• PAGINAFRAGMENT:
==================================================
Vermindering legaat vanwege negatief saldo nalatenschap
4.17.
Of [eiser] daadwerkelijk aanspraak kan maken op betaling aan haar van CHF 500.000 is afhankelijk van de omvang en samenstelling van de nalatenschap. De kinderen vorderen immers een verklaring voor recht dat de omvang van de nalatenschap negatief is en vermindering van het legaat tot nihil.
4.18.
[eiser] wil dat de omvang en samenstelling van de nalatenschap in deze procedure wordt vastgesteld. De vereffening is op dit moment echter nog niet afgerond. De rechtbank ziet hierin aanleiding de procedure aan te houden in afwachting van het verdere verloop van de vereffening. Afgewacht moet worden of de kantonrechter zal beslissen dat dit een zware vereffening moet worden, al dan niet op aandringen van [eiser] . Zij kan daartoe immers bij de kantonrechter om vragen. Ook moet worden afgewacht of de kinderen de nalatenschap gaan verwerpen, gelet op hun standpunt dat sprake is van een negatieve nalatenschap. In dat geval zouden zij geen erfgenamen meer zijn, die het legaat moeten uitkeren. Gelet op het voorgaande zal de rechtbank de zaak verwijzen naar de parkeerrol. Zodra er een mededeling komt van partijen die van belang is voor de beslissing in deze zaak kan de zaak weer worden opgebracht.
==================================================
• GESELECTEERDE VERMELDINGEN:

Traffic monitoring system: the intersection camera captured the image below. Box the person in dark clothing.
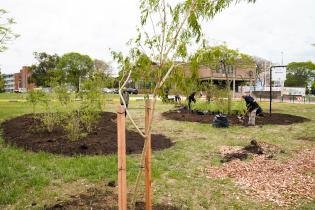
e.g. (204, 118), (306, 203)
(188, 92), (196, 110)
(242, 95), (262, 116)
(175, 94), (181, 102)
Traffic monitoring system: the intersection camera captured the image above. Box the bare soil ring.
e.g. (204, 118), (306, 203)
(1, 112), (173, 156)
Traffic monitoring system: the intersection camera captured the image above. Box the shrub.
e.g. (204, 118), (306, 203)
(63, 111), (87, 141)
(80, 107), (100, 133)
(26, 90), (47, 114)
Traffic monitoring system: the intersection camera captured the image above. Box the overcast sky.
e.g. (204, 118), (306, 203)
(0, 0), (315, 73)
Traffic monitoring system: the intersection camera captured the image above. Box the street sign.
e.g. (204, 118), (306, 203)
(272, 67), (287, 82)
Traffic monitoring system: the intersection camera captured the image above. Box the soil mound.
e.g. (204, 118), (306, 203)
(44, 188), (180, 210)
(1, 112), (173, 156)
(162, 110), (310, 126)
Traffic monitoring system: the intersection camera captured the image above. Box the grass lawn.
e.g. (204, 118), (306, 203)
(0, 95), (315, 209)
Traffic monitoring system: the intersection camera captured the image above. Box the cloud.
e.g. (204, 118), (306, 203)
(0, 0), (315, 73)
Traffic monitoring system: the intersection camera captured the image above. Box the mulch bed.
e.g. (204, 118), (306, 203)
(162, 110), (310, 126)
(220, 139), (284, 163)
(44, 188), (180, 210)
(205, 149), (315, 206)
(1, 112), (173, 156)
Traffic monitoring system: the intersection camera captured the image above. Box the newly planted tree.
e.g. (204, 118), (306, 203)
(114, 0), (254, 207)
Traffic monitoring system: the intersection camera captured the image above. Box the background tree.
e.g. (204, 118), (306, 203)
(30, 52), (60, 86)
(93, 59), (115, 87)
(114, 0), (255, 207)
(0, 69), (4, 93)
(253, 57), (272, 87)
(56, 52), (94, 92)
(195, 45), (253, 114)
(284, 61), (315, 87)
(0, 9), (19, 52)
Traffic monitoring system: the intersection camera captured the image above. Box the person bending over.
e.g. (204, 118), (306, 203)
(188, 92), (196, 111)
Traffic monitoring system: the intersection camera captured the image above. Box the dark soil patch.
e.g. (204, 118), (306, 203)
(221, 140), (284, 163)
(162, 110), (310, 126)
(2, 112), (173, 156)
(45, 188), (180, 210)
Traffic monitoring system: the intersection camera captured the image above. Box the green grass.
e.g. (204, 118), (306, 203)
(0, 92), (315, 209)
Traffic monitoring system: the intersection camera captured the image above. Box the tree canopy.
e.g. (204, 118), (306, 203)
(0, 69), (4, 93)
(56, 52), (94, 91)
(30, 52), (60, 86)
(284, 61), (315, 87)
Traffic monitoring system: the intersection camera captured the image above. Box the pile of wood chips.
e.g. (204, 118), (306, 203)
(205, 149), (315, 206)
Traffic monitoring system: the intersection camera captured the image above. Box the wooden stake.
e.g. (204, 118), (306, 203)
(117, 105), (127, 210)
(145, 100), (152, 210)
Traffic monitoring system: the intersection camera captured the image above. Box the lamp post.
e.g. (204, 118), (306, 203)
(269, 65), (287, 116)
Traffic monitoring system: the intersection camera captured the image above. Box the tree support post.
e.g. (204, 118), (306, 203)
(145, 99), (153, 210)
(117, 105), (127, 210)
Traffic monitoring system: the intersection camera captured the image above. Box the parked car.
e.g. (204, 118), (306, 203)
(103, 88), (112, 93)
(127, 88), (138, 94)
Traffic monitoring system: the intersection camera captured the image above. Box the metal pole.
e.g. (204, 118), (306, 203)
(269, 66), (272, 116)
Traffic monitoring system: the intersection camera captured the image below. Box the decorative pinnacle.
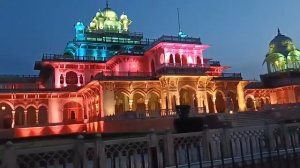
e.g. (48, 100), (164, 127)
(106, 0), (108, 8)
(277, 28), (281, 35)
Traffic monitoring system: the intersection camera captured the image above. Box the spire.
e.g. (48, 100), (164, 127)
(106, 0), (108, 8)
(277, 28), (281, 35)
(177, 8), (181, 32)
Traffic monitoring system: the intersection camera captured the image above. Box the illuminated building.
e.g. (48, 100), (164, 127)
(245, 29), (300, 110)
(0, 5), (300, 137)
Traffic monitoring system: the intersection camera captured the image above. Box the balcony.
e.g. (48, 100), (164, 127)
(156, 63), (210, 76)
(0, 75), (38, 83)
(95, 71), (156, 80)
(42, 50), (144, 63)
(207, 73), (243, 80)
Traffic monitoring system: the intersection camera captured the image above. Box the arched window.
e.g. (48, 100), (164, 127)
(27, 106), (36, 125)
(175, 53), (181, 64)
(197, 56), (202, 65)
(169, 54), (174, 64)
(70, 111), (76, 120)
(181, 55), (187, 65)
(151, 60), (155, 75)
(59, 74), (64, 84)
(63, 102), (83, 122)
(66, 71), (78, 85)
(38, 106), (48, 125)
(80, 75), (83, 84)
(15, 107), (25, 126)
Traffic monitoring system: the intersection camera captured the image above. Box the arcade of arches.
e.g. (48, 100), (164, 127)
(100, 77), (245, 117)
(0, 102), (48, 128)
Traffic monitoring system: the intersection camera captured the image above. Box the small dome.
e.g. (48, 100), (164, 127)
(120, 13), (128, 20)
(269, 29), (294, 56)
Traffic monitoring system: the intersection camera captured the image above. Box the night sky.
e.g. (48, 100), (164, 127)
(0, 0), (300, 79)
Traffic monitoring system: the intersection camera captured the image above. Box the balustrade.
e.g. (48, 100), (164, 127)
(0, 123), (300, 168)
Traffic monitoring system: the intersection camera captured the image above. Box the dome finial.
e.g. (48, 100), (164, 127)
(106, 0), (108, 8)
(277, 28), (281, 35)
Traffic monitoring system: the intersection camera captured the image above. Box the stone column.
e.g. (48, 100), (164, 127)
(128, 99), (133, 111)
(2, 141), (18, 168)
(159, 98), (167, 116)
(145, 99), (150, 117)
(35, 109), (39, 125)
(168, 96), (174, 115)
(63, 74), (67, 87)
(236, 81), (246, 111)
(175, 94), (181, 105)
(253, 98), (257, 111)
(212, 96), (218, 113)
(197, 93), (204, 113)
(204, 91), (209, 113)
(225, 97), (232, 113)
(163, 130), (175, 166)
(11, 110), (16, 128)
(24, 110), (27, 125)
(77, 75), (81, 87)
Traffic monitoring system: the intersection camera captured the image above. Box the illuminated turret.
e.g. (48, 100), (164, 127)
(88, 7), (132, 33)
(264, 29), (300, 73)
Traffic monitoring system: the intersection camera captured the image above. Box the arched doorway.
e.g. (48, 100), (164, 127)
(179, 87), (197, 112)
(151, 60), (155, 75)
(169, 54), (174, 64)
(27, 106), (36, 125)
(63, 102), (83, 122)
(196, 56), (202, 65)
(206, 93), (214, 113)
(148, 92), (160, 117)
(66, 71), (78, 87)
(226, 91), (239, 112)
(246, 97), (255, 111)
(181, 55), (188, 65)
(216, 91), (226, 113)
(115, 93), (129, 114)
(175, 53), (181, 64)
(132, 93), (145, 114)
(0, 103), (12, 129)
(15, 106), (25, 126)
(38, 106), (48, 125)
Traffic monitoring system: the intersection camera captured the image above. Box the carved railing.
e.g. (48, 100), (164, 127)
(0, 123), (300, 168)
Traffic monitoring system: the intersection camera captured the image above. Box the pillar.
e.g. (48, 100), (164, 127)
(11, 110), (16, 128)
(159, 97), (167, 116)
(204, 91), (209, 113)
(212, 95), (218, 113)
(63, 74), (67, 87)
(24, 110), (27, 125)
(77, 75), (81, 87)
(168, 96), (174, 115)
(197, 93), (204, 113)
(253, 98), (257, 111)
(35, 109), (39, 125)
(236, 81), (246, 111)
(129, 99), (133, 111)
(225, 96), (233, 113)
(175, 95), (181, 105)
(145, 99), (150, 117)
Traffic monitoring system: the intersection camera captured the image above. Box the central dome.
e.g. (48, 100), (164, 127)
(102, 8), (118, 20)
(269, 29), (295, 56)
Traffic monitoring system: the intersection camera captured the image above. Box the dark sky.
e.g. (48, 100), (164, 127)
(0, 0), (300, 79)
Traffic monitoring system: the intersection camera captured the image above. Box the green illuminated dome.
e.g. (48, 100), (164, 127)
(264, 29), (300, 73)
(267, 29), (296, 57)
(88, 5), (132, 33)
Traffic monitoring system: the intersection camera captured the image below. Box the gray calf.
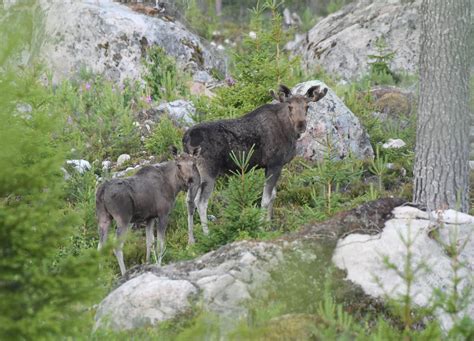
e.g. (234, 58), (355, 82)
(183, 85), (327, 243)
(96, 149), (200, 275)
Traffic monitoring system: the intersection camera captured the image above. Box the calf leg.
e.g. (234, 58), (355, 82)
(186, 184), (200, 245)
(97, 212), (112, 251)
(156, 215), (168, 266)
(114, 219), (130, 276)
(197, 176), (216, 235)
(146, 219), (156, 263)
(261, 167), (281, 221)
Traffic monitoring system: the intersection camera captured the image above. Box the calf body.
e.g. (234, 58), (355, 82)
(96, 155), (199, 275)
(183, 86), (327, 243)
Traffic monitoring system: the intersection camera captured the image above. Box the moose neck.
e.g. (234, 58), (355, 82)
(170, 161), (187, 197)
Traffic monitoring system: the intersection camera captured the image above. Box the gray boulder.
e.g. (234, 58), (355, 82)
(291, 0), (421, 79)
(95, 241), (282, 330)
(38, 0), (225, 81)
(292, 81), (374, 160)
(95, 199), (402, 331)
(156, 99), (196, 127)
(333, 206), (474, 330)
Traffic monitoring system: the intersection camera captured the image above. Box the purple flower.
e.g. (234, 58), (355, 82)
(225, 76), (235, 86)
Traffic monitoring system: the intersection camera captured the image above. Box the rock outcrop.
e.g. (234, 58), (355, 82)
(22, 0), (225, 82)
(292, 81), (374, 160)
(96, 241), (283, 330)
(96, 198), (474, 330)
(333, 206), (474, 330)
(291, 0), (421, 79)
(95, 199), (402, 330)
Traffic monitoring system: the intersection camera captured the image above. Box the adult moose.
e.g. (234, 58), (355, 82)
(183, 85), (328, 244)
(96, 147), (200, 275)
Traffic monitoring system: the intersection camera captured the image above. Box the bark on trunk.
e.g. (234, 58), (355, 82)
(216, 0), (222, 17)
(413, 0), (471, 212)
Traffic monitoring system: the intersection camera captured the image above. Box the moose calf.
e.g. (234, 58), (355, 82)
(96, 147), (200, 275)
(183, 85), (328, 243)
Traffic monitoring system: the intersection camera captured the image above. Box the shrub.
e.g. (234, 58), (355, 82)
(145, 116), (183, 155)
(144, 46), (188, 102)
(196, 0), (298, 120)
(0, 68), (102, 339)
(53, 73), (144, 160)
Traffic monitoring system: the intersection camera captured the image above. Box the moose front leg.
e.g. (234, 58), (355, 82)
(156, 214), (168, 266)
(186, 183), (200, 245)
(261, 167), (281, 221)
(146, 219), (156, 264)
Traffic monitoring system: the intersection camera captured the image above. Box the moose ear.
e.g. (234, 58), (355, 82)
(170, 146), (178, 156)
(193, 147), (201, 157)
(305, 85), (328, 102)
(270, 90), (280, 101)
(278, 84), (291, 103)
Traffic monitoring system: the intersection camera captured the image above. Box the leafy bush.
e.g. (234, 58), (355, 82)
(0, 68), (103, 339)
(196, 0), (299, 120)
(145, 116), (183, 155)
(193, 148), (265, 251)
(367, 37), (400, 84)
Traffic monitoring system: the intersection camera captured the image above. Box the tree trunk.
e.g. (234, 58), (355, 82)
(216, 0), (222, 17)
(413, 0), (471, 212)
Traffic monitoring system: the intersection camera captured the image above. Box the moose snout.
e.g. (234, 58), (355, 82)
(296, 121), (306, 134)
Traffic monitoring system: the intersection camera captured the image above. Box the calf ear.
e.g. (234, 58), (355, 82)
(193, 147), (201, 157)
(305, 85), (328, 102)
(270, 84), (291, 103)
(278, 84), (291, 103)
(170, 146), (178, 156)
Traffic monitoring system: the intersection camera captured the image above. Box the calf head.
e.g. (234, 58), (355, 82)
(271, 85), (328, 135)
(171, 146), (201, 187)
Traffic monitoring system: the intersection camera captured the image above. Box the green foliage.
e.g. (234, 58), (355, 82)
(367, 37), (400, 84)
(369, 145), (388, 192)
(0, 68), (103, 339)
(54, 73), (145, 160)
(183, 0), (218, 40)
(193, 148), (265, 251)
(196, 0), (298, 120)
(145, 116), (183, 155)
(144, 46), (188, 102)
(326, 0), (351, 14)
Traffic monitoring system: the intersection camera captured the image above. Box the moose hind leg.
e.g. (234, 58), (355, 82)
==================================================
• OPDRACHTEN:
1. Naar welke rol verwijst de rechtbank de zaak in het fragment over het legaat?
2. Stemmen de volgende uitspraken overeen met het fragment over het legaat? Antwoord per uitspraak met ja of nee en citeer de doorslaggevende woorden.
(a) De vereffening is al afgerond.
(b) [eiser] kan de kantonrechter om een zware vereffening vragen.
(c) De kinderen vorderen vermindering van het legaat tot nihil.
3. Vervolg alstublieft het fragment over het legaat na de laatste zin.

• ANTWOORDEN PER OPDRACHT:
1. De rechtbank verwijst de zaak naar de parkeerrol.

2.
(a) Nee: "De vereffening is op dit moment echter nog niet afgerond."
(b) Ja: "Zij kan daartoe immers bij de kantonrechter om vragen."
(c) Ja: "De kinderen vorderen immers een verklaring voor recht dat de omvang van de nalatenschap negatief is en vermindering van het legaat tot nihil."

3.
4.19.
Iedere verdere beslissing wordt aangehouden.

5.De beslissing

De rechtbank
in conventie en in reconventie
5.1.
verwijst de zaak naar de parkeerrol van
3 april 2024voor uitlating voortprocederen;
5.2.
houdt iedere verdere beslissing aan.
Dit vonnis is gewezen door mr. R.H.C. van Harmelen, rechter, bijgestaan door mr. J.M. Eisenhardt, griffier, en in het openbaar uitgesproken op 8 november 2023.

Voetnoten

1.HR 21 december 2021, ECLI:NL:HR:2021:1962.